**Exercise brief**
Update the material below by changing every occurrence of "rough mask" to "coarse mask", leaving everything else unchanged.

**Data to use**
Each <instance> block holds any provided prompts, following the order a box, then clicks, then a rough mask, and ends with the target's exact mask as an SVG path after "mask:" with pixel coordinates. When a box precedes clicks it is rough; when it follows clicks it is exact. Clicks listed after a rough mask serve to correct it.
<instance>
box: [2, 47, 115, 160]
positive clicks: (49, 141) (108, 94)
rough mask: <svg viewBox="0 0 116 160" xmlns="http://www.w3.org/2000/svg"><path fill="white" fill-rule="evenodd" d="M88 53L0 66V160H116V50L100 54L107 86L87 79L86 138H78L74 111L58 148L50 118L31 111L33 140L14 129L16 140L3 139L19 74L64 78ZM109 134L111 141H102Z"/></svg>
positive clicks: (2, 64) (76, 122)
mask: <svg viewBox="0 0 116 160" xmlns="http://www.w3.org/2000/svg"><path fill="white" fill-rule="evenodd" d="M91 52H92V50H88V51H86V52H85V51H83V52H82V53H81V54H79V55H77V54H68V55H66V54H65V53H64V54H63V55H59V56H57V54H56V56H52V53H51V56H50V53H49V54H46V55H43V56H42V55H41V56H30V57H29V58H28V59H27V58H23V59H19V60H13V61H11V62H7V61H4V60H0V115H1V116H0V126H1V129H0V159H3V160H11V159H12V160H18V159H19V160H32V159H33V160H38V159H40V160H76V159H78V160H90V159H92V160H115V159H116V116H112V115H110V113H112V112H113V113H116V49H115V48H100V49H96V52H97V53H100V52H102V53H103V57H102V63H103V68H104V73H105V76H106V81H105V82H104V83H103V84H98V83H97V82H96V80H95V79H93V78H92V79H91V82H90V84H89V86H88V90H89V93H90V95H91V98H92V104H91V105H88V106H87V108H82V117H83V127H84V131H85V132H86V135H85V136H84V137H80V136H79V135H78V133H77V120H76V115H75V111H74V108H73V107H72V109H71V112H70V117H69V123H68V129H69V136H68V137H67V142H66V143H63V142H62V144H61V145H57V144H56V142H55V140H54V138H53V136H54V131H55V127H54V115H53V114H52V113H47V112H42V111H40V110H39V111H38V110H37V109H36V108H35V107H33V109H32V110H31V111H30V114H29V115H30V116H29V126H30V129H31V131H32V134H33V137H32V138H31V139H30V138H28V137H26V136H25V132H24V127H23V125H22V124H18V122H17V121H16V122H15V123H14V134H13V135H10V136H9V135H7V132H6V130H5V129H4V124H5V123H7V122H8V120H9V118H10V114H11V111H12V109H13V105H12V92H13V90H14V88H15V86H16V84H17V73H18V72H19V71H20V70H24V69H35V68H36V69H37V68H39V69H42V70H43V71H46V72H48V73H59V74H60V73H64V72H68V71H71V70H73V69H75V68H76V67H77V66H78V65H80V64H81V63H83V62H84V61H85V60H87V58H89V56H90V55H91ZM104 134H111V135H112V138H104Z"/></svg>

**Answer section**
Each <instance> block holds any provided prompts, following the order a box, then clicks, then a coarse mask, and ends with the target's exact mask as an SVG path after "mask:" with pixel coordinates. When a box precedes clicks it is rough; when it follows clicks it is exact. Clicks listed after a coarse mask serve to correct it.
<instance>
box: [2, 47, 115, 160]
positive clicks: (49, 141) (108, 94)
coarse mask: <svg viewBox="0 0 116 160" xmlns="http://www.w3.org/2000/svg"><path fill="white" fill-rule="evenodd" d="M88 53L0 66V160H116V50L100 54L107 86L87 79L86 138H78L74 111L58 148L50 118L31 111L33 140L14 129L16 140L3 139L19 74L64 78ZM109 134L111 141H102Z"/></svg>
positive clicks: (2, 64) (76, 122)
mask: <svg viewBox="0 0 116 160" xmlns="http://www.w3.org/2000/svg"><path fill="white" fill-rule="evenodd" d="M91 52H92V50H88V51H86V52H85V51H83V52H82V53H81V54H79V55H77V54H68V55H66V54H65V53H64V54H63V55H59V56H57V54H56V56H52V53H51V56H50V53H49V54H46V55H43V56H42V55H41V56H30V57H29V58H28V59H27V58H23V59H19V60H13V61H11V62H7V61H4V60H0V115H1V116H0V126H1V129H0V159H3V160H11V159H12V160H18V159H19V160H32V159H33V160H38V159H40V160H76V159H78V160H90V159H92V160H115V159H116V116H112V115H110V113H112V112H113V113H116V49H115V48H100V49H96V52H97V53H100V52H102V53H103V57H102V63H103V68H104V73H105V76H106V81H105V82H104V83H103V84H98V83H97V82H96V80H95V79H93V78H92V79H91V82H90V84H89V86H88V90H89V93H90V95H91V98H92V104H91V105H88V106H87V108H82V117H83V127H84V131H85V132H86V135H85V136H84V137H80V136H79V135H78V133H77V120H76V115H75V111H74V108H73V107H72V109H71V112H70V117H69V123H68V129H69V136H68V137H67V142H66V143H63V142H62V144H61V145H57V144H56V142H55V140H54V138H53V136H54V131H55V127H54V115H53V114H52V113H47V112H42V111H40V110H39V111H38V110H37V109H36V108H35V107H33V109H32V110H31V111H30V114H29V115H30V116H29V126H30V129H31V131H32V134H33V137H32V138H31V139H30V138H28V137H26V136H25V132H24V127H23V125H22V124H18V122H17V121H16V122H15V123H14V134H13V135H10V136H9V135H7V132H6V130H5V129H4V124H5V123H7V122H8V120H9V118H10V114H11V111H12V109H13V105H12V92H13V90H14V88H15V86H16V84H17V73H18V72H19V71H20V70H24V69H35V68H36V69H37V68H39V69H42V70H43V71H46V72H48V73H59V74H60V73H64V72H68V71H71V70H73V69H75V68H76V67H77V66H78V65H80V64H81V63H83V62H84V61H85V60H87V58H89V56H90V55H91ZM104 134H111V135H112V138H104Z"/></svg>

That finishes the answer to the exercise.